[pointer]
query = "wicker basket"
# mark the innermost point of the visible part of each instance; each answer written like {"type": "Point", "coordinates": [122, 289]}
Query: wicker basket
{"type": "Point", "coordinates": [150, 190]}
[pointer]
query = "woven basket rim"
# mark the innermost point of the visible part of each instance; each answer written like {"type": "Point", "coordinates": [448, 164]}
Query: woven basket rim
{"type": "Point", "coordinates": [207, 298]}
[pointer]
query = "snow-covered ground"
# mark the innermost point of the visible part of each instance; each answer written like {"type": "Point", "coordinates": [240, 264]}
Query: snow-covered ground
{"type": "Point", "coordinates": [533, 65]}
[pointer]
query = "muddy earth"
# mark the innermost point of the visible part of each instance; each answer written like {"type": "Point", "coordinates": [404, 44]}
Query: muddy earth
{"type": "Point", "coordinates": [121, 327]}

—————

EXERCISE OBJECTIVE: Check each line above for the word "instance" and copy the ones that have it.

RESPONSE TO THIS EXERCISE:
# mark the innermost point of the visible part of each instance; each answer written like {"type": "Point", "coordinates": [122, 289]}
# mark the innermost point of the visible part of each instance; each answer written like {"type": "Point", "coordinates": [448, 164]}
# mark the innermost point of the visible part of each instance; each answer written like {"type": "Point", "coordinates": [240, 264]}
# mark the innermost point of the visible part of each instance; each answer written like {"type": "Point", "coordinates": [404, 44]}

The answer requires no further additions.